What this task involves
Repeat each record exactly. Any picture gets left out.

>>>

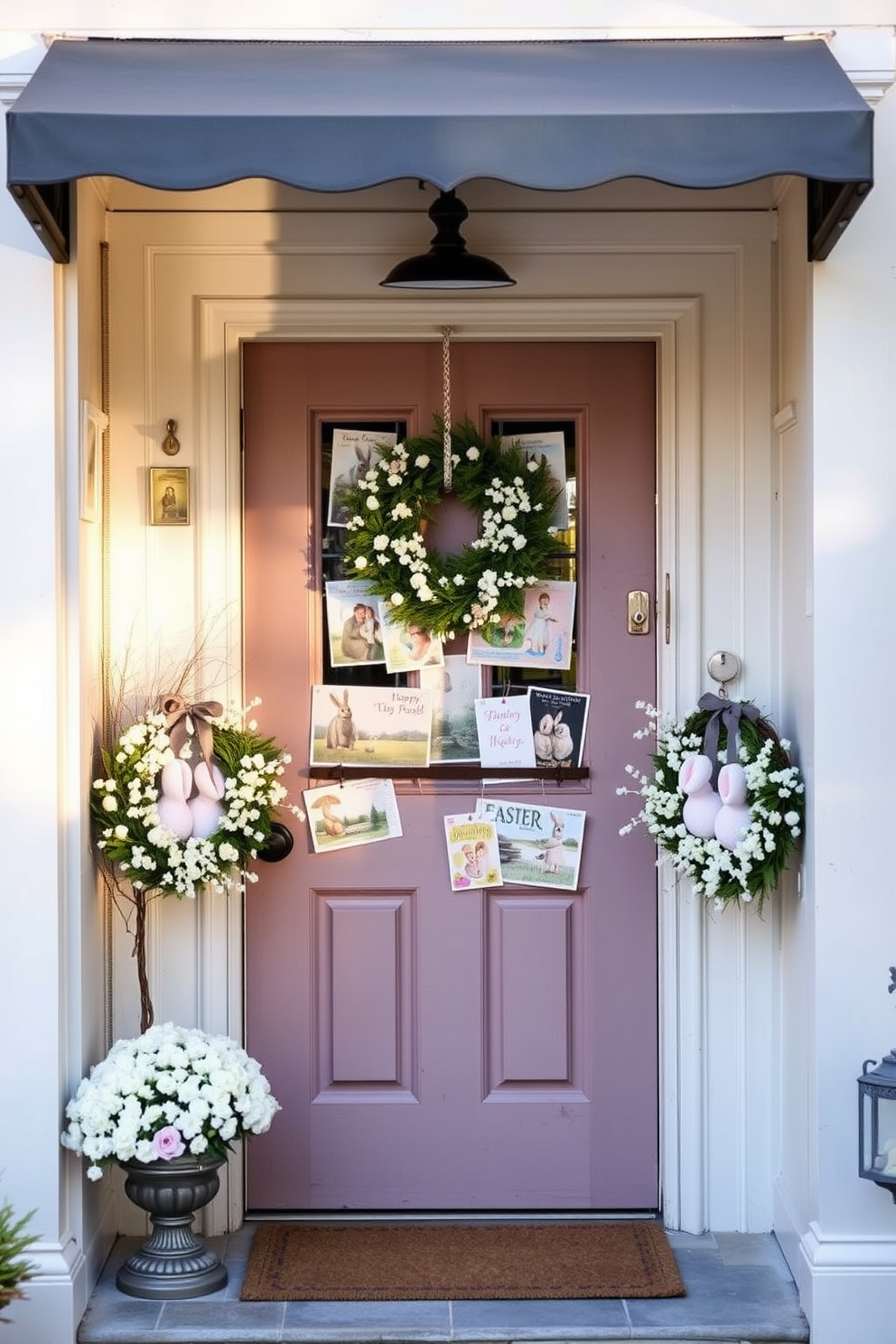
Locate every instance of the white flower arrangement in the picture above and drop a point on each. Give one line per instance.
(171, 1092)
(390, 506)
(135, 839)
(751, 863)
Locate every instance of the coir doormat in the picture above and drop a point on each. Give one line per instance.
(352, 1262)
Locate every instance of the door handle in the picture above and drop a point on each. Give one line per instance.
(639, 611)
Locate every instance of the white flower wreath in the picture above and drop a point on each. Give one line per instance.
(387, 514)
(751, 867)
(126, 803)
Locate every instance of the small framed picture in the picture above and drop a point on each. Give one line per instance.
(170, 496)
(93, 424)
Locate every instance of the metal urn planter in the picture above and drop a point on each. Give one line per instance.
(173, 1262)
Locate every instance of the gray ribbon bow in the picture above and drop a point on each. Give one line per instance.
(183, 721)
(728, 713)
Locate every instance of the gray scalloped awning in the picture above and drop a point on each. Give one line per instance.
(339, 116)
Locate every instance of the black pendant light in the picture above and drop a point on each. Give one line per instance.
(448, 264)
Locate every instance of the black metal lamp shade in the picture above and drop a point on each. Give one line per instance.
(448, 264)
(877, 1123)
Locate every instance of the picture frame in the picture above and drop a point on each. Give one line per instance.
(170, 496)
(90, 430)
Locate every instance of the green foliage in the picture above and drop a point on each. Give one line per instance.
(14, 1241)
(449, 594)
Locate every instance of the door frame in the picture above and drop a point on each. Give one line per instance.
(675, 325)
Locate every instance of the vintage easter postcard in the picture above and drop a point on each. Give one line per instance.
(540, 845)
(371, 726)
(355, 812)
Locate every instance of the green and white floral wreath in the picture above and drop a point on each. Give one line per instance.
(749, 861)
(515, 498)
(135, 812)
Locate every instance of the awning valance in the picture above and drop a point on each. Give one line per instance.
(341, 116)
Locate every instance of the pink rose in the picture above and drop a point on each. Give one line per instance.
(167, 1143)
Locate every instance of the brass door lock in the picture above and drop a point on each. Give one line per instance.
(639, 611)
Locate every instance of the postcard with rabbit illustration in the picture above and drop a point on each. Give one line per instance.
(473, 853)
(371, 726)
(542, 638)
(559, 721)
(407, 647)
(504, 730)
(353, 454)
(352, 624)
(550, 448)
(539, 845)
(341, 816)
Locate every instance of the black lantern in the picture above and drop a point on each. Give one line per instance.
(877, 1123)
(448, 264)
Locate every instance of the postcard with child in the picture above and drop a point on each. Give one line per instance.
(407, 647)
(540, 638)
(473, 853)
(356, 812)
(369, 726)
(352, 624)
(539, 845)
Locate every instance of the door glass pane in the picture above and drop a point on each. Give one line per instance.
(562, 566)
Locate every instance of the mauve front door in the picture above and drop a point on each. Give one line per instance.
(477, 1050)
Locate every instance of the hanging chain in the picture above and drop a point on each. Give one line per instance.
(446, 407)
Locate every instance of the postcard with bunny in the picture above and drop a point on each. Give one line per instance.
(353, 454)
(557, 721)
(540, 845)
(473, 853)
(341, 816)
(369, 726)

<<<

Written answer
Locate every instance of the white flower arrangement in the picture above and drop a point on each. Give one line per instance.
(171, 1092)
(390, 506)
(135, 839)
(751, 863)
Locate every instance of the coir doormat in the picture above and drop a point on each. Give one line per instance.
(352, 1262)
Locate every instance of the door handle in the picture above and drop a point on each. Give one line per instance.
(639, 611)
Locate every instance of the white flower wreath in the picture above and drop a point on each. Give one line per instance.
(387, 514)
(751, 867)
(126, 803)
Locate every instance of the small framed picture in the picture above and drop a point on each. Give one line per instance.
(170, 496)
(93, 424)
Locate every instance of the metal urn planter in the picture above and drop a point on each. Give one line per instance.
(173, 1262)
Locate every instance of the gray ribbon bow in the picture above and drop a point on each. Give one line per instance.
(183, 721)
(728, 713)
Locate every instance of the gray scalloped awning in the picture above and drop a point on each. Give one line per instance.
(339, 116)
Locate every instance of the black pendant light in the picture above and drop a point on each. Give one line per instance.
(448, 264)
Locate every instance of the black metal lamp shade in the picture above and drop a point on each. Give one line per instance.
(448, 264)
(877, 1123)
Locate every instance of the picture frame in the picture above and drop a point on each. Give one line per instance.
(170, 496)
(90, 430)
Locate every instance of the green foliage in the picture above and drop a point on each. Give one line per instance.
(14, 1241)
(449, 594)
Locate every instance of the door frame in the picture above and drop a point on each. Give one line per instance.
(675, 325)
Locate every instance of the vintage easter postcard in the picture above and drop a point on each. Give one line per instance.
(540, 845)
(371, 726)
(355, 812)
Locate every instance of the green and white floral wreath in the picture above and drop a point on each. Give one line per instance.
(749, 861)
(515, 498)
(135, 812)
Locate every instance of the awning valance in the picture above and drop a point on each. Give one line per instance.
(341, 116)
Locate every instance of the pink rose in the picture above and drop a point on each. Give one line per instance.
(167, 1143)
Locate every instance of the brass door lock in the picture above and drop a point on each. Give one line per instance.
(639, 611)
Locate every instance of the postcard with rabbit illustration in the picture above and drop a point on each. Give one line per instance.
(473, 853)
(371, 726)
(542, 638)
(559, 721)
(407, 647)
(504, 730)
(353, 454)
(352, 624)
(550, 448)
(539, 845)
(341, 816)
Locate every instance of the black lantern in the picture above and drop a point on each. Give one line per instance.
(877, 1123)
(448, 264)
Locate every instance of the postcard with child in the picture above and drop a point on each. Give one line per instance.
(407, 647)
(540, 638)
(473, 853)
(356, 812)
(369, 726)
(352, 624)
(539, 845)
Locate every instance of the door glass pane in the picture above and drop a point on each. Give one line per instance.
(562, 566)
Locate every instance of the mauve front door in the picture above and drop a point on each. Give one line per instance.
(477, 1050)
Locate every instance of the hanging chain in the picture above and drop a point on each. Give one line per instance.
(446, 407)
Locate every instance of the postcard with bunny in the picture above and drop a point on each. Give one line per instance.
(353, 454)
(557, 721)
(540, 845)
(473, 853)
(341, 816)
(369, 726)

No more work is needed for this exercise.